##### Excerpt #####

Given the extent of Late Plains culture, it is not surprising that there is an uneven distribution of certain cultural traits. For example, pottery vessels are more common on easterly sites that were closer to the eastern centres of pottery diffusion. The same situation applies to the occurrence of Besant complex burial mounds that are restricted to South Dakota and North Dakota. Variability in the lands occupied by Late Plains culture also assured that the settlement patterns were equally variable. While stereotype settlements are represented by sites like Head-Smashed-In (Reeves 1978) or Old Women's (Forbis 1962) buffalo jumps such sites are actually rare. Nearly as archaeologically visible as the foregoing impressive 'jump' sites are other communal 'kill' sites where numbers of bison were dispatched in pounds, surrounds, and in natural entrapment features such as kettles and river and lake margins. The generally excellent bone preservation on the Plains insures that such sites, with their masses of bison bone, are readily recognizable. Not nearly so apparent are the buried tent rings and small campsites that would have been involved in a host of activities such as lodge pole gathering, and berry and root harvesting. Stone tent rings are certainly the most common dwelling evidence. By 1,000 B.C. large winter camps with different sized tipi ring are present. Some specialized sites could attain exceptional dimensions and possess substantial time depth. The Schmitt quarry and associated camp site in Montana (Davis 1987; Leslie B. Davis, Montana State University: Personal communication and examination), for example, covered more than 100 hectares and was occupied intermittently for 1,000 years.

##### Data supplied #####

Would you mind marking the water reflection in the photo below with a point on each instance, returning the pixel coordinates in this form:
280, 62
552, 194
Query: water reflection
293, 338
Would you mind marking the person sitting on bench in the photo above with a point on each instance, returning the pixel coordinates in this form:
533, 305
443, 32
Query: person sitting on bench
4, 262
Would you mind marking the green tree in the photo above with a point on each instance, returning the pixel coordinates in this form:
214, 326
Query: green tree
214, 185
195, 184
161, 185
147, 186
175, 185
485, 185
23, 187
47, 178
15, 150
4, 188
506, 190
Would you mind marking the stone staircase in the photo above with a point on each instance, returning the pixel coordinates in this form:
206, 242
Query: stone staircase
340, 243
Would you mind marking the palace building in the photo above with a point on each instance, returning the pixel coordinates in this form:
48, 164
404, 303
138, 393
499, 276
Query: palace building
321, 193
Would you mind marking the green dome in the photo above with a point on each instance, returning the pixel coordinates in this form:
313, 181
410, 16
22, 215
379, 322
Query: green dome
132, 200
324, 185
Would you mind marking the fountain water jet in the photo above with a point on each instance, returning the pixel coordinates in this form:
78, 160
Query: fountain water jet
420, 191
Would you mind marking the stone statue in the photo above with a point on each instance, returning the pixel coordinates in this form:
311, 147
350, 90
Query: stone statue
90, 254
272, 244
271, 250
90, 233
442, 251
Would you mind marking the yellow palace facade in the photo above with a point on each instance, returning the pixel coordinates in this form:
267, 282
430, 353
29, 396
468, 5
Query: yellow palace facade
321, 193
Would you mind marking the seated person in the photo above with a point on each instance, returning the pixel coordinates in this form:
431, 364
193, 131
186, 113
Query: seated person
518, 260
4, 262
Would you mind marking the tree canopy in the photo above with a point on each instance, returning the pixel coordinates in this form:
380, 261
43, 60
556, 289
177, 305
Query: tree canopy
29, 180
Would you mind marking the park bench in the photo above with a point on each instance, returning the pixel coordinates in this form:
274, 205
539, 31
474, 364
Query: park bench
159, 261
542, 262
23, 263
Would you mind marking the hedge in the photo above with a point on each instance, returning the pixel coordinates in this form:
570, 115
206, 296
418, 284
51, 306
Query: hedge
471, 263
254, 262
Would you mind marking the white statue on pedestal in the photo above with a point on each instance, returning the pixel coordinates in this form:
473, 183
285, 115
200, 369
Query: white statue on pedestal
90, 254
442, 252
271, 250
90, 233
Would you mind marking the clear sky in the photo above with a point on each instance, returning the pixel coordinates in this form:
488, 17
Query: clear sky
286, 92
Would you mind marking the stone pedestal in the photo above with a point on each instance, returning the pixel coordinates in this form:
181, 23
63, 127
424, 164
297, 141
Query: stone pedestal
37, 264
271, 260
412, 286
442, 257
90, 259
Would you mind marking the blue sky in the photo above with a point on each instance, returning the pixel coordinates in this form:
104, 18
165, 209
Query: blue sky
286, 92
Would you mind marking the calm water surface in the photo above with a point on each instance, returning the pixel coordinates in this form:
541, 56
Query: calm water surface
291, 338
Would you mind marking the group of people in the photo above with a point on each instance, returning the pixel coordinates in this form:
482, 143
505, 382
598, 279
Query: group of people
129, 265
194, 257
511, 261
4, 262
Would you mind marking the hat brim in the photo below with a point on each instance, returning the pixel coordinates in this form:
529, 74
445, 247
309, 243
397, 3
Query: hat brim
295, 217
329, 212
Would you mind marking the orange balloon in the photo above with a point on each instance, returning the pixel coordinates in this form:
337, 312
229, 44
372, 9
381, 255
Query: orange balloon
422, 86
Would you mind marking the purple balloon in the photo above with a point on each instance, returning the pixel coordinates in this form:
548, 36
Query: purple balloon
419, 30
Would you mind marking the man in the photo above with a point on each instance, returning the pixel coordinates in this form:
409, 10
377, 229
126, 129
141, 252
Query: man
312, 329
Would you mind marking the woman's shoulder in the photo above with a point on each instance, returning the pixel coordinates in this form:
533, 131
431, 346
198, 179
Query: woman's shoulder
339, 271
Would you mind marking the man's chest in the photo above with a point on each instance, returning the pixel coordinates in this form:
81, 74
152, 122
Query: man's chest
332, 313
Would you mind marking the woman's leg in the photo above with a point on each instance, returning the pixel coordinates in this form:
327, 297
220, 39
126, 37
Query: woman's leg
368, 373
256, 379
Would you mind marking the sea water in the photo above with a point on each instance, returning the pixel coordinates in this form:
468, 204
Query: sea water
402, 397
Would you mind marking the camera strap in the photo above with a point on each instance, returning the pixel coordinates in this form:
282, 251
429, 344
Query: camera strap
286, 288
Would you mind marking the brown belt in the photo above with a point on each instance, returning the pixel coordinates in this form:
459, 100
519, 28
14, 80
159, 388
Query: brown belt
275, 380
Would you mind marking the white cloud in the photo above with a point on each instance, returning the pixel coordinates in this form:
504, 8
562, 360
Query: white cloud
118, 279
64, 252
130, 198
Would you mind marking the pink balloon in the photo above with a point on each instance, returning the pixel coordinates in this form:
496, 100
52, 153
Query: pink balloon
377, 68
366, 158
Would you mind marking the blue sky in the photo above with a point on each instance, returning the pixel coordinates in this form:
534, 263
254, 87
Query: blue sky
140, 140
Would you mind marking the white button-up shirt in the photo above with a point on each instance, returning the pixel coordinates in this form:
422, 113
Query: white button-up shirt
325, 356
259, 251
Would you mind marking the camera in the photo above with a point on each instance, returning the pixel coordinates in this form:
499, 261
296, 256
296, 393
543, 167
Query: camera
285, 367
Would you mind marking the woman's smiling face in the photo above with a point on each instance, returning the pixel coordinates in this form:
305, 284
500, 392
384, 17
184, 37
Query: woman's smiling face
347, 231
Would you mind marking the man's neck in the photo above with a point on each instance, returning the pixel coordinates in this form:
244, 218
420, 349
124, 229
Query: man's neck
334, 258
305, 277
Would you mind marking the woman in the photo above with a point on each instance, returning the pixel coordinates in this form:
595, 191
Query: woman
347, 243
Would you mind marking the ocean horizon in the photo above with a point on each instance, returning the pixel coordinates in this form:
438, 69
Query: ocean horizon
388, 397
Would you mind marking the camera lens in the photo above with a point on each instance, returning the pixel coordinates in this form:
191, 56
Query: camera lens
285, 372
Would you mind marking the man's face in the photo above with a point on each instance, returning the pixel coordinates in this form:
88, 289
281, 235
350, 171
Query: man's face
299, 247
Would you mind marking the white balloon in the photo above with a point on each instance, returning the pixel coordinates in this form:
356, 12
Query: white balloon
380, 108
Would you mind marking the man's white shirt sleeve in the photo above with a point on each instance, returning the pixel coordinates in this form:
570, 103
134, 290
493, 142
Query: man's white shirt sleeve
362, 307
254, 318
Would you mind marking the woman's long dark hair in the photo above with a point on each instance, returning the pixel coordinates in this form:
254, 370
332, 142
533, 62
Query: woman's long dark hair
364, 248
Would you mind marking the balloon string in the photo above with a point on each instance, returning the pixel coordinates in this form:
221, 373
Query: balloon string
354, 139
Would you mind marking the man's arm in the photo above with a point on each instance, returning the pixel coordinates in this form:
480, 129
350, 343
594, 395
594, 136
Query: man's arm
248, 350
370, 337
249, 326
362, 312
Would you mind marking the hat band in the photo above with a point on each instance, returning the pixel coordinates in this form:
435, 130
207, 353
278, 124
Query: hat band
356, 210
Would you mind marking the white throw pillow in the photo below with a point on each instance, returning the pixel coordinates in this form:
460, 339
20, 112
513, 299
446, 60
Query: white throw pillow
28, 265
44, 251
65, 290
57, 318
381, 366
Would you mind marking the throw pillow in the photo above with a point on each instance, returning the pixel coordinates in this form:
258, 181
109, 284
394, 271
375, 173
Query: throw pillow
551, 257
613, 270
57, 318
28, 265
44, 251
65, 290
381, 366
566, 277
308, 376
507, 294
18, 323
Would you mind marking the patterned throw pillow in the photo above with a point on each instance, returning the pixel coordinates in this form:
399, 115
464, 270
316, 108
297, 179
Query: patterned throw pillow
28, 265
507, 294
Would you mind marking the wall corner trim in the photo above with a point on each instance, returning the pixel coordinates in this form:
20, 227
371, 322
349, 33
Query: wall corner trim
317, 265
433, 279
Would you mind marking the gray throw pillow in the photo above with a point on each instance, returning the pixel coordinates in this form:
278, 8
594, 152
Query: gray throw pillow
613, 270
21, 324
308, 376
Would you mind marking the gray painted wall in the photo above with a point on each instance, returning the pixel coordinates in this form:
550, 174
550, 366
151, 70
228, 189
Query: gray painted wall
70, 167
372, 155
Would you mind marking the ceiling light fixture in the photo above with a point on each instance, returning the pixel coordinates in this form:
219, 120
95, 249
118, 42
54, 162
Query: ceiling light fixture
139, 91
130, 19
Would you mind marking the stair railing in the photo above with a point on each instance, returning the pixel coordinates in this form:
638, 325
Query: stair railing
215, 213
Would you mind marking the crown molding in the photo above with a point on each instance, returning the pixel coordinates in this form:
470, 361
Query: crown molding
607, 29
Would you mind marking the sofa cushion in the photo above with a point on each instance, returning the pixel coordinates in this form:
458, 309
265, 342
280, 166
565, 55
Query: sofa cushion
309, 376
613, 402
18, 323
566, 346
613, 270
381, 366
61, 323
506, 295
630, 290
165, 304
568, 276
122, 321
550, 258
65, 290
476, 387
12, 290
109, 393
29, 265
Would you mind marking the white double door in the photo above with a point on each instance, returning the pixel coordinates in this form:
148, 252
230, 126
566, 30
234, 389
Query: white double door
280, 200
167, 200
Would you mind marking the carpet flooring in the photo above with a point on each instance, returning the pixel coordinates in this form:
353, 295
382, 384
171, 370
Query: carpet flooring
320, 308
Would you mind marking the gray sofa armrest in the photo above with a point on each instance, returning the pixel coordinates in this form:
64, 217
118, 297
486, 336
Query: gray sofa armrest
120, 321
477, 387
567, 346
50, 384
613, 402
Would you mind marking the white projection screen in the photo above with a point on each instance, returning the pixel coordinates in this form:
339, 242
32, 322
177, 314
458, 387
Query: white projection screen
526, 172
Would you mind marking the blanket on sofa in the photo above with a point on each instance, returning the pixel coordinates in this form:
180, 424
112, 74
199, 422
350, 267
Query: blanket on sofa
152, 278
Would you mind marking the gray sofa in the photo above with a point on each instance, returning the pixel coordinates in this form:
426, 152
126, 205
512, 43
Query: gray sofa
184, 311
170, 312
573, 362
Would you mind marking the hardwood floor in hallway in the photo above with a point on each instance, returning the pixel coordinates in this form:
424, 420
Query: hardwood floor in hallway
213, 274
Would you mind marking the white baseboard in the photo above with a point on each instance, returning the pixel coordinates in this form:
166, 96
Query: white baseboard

#####

**List of tasks:**
• A. For each statement, say yes or no to whether it agrees with the Late Plains excerpt, and quote the deciding words. (i) Pottery vessels are more common on western sites. (ii) Buffalo jump sites such as Head-Smashed-In are rare. (iii) The Schmitt quarry was occupied continuously for 1,000 years.
• B. Recast the paragraph of the Late Plains excerpt that begins "Given the extent of Late Plains culture" as a bulleted list that keeps its main facts.
This data has no connection to the Late Plains excerpt.

**Answers to the tasks:**
• A.
(i) No: "pottery vessels are more common on easterly sites that were closer to the eastern centres of pottery diffusion."
(ii) Yes: "such sites are actually rare."
(iii) No: "was occupied intermittently for 1,000 years."

• B.
- Late Plains culture covered a wide area, so its cultural traits were unevenly distributed.
- Pottery vessels are more common on easterly sites, closer to the eastern centres of pottery diffusion.
- Besant complex burial mounds are restricted to South Dakota and North Dakota.
- Variable lands produced equally variable settlement patterns.
- Buffalo jumps such as Head-Smashed-In and Old Women's are stereotypical settlements but are actually rare.
- Other communal kill sites, where bison were killed in pounds, surrounds and natural traps such as kettles and river and lake margins, are nearly as visible. Their masses of well-preserved bone make them easy to recognize.
- Buried tent rings and small campsites, used for activities such as lodge pole gathering and berry and root harvesting, are much less apparent.
- Stone tent rings are the most common dwelling evidence.
- By 1,000 B.C., large winter camps with tipi rings of different sizes are present.
- Some specialized sites were very large and long-used. The Schmitt quarry and camp site in Montana covered more than 100 hectares and was occupied intermittently for 1,000 years.